(Items listed in a dataset)
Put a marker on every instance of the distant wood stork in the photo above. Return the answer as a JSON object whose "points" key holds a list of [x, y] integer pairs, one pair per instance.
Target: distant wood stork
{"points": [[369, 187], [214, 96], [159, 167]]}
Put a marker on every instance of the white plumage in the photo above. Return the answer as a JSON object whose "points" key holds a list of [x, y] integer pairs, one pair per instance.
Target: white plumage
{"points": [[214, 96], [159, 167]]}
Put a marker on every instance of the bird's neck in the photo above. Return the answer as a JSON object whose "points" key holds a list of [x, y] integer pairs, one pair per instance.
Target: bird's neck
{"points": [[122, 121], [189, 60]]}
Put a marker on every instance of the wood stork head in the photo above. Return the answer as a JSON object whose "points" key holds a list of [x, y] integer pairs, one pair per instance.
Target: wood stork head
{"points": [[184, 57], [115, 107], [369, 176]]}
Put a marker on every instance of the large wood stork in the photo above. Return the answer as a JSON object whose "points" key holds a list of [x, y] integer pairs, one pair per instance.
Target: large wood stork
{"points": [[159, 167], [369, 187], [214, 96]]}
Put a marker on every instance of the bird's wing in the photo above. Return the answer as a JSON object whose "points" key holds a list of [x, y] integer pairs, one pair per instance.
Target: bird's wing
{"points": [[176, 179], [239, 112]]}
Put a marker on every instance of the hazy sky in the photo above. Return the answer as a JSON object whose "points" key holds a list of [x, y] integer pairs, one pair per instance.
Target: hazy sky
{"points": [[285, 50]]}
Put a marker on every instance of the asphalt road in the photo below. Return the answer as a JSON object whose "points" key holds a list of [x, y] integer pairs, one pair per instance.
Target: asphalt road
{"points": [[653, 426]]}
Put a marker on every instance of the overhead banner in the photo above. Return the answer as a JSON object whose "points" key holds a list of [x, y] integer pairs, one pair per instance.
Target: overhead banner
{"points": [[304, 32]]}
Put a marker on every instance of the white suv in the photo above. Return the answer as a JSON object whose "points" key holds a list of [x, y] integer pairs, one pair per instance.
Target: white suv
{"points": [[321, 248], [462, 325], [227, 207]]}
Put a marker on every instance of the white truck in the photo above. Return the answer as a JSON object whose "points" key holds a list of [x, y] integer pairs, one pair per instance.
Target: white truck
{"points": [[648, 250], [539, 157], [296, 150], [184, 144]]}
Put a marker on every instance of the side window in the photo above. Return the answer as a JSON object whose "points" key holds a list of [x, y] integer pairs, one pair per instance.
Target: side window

**Work instructions:** Please copy out all of the records above, swapping every "Put a marker on" for "Place a point on" and leaving everything else unchanged.

**Output for this exercise:**
Place a point on every instance of the distant wood stork in the photo above. Return the answer as a JSON object whose "points" key holds a list of [x, y] integer pairs, one pair per instance.
Target: distant wood stork
{"points": [[369, 187], [214, 96], [159, 167]]}
Place a point on every instance of the white plumage in the photo above. Return the answer as a JSON object whose "points" key holds a list of [x, y] integer pairs, one pair per instance.
Target: white plumage
{"points": [[214, 96], [159, 167]]}
Place a point on every instance of the bird's neck in the photo above. Return the answer as a JSON object whose "points" key holds a list of [x, y] integer pairs, one pair per instance.
Target: bird's neck
{"points": [[122, 121], [189, 60]]}
Place a point on every instance of the wood stork head in the photo above. Return the answer as a JSON object whose "points" key holds a list of [x, y] integer pairs, one pair per instance.
Target: wood stork head
{"points": [[184, 57], [115, 107], [369, 176]]}
Place a point on every instance of the large wood stork in the photo above. Return the answer as a JSON object whose "points" key holds a list of [x, y] integer pairs, one pair per instance.
Target: large wood stork
{"points": [[159, 167], [369, 187], [214, 96]]}
Place a point on every instance of the bird's wing in the photo above. Return the answer as a JSON object whose "points" key holds a list of [x, y] integer pairs, one pair per instance.
Target: bird's wing
{"points": [[176, 179], [239, 112]]}
Place a point on every instance of the hazy sky in the photo above. Return the answer as a JSON object whose "points" key holds a list of [x, y] integer pairs, one pair per instance.
Target: hazy sky
{"points": [[285, 50]]}
Place a point on every instance of the asphalt road in the photo below. Return the answer as a JSON object whose "points" key holds a list of [x, y] integer pairs, one pair per instance.
Target: asphalt road
{"points": [[653, 426]]}
Place a point on every instance of the overhead banner in the photo above. Return the answer as a JSON object whose "points" key holds a list of [x, y] integer pairs, one pair per instance.
Target: overhead banner
{"points": [[304, 32]]}
Place a point on every instance of the white suv in the photo above. Return the answer as a JSON object whose "points" key holds a list of [x, y] integer pairs, one pair per instance.
Target: white suv
{"points": [[321, 248], [462, 325], [227, 207]]}
Place a point on every instance of the white truck in the photo above. Return the answer as a JSON object whose "points" key holds a list of [x, y] integer pairs, one pair per instance.
Target: white truck
{"points": [[648, 250], [539, 157], [296, 150], [184, 144]]}
Place a point on every instance of the side window in the photo above. Return the answer as a JSON object whose "points" key holds a list of [x, y] integer pairs, one pair per instance.
Target: side window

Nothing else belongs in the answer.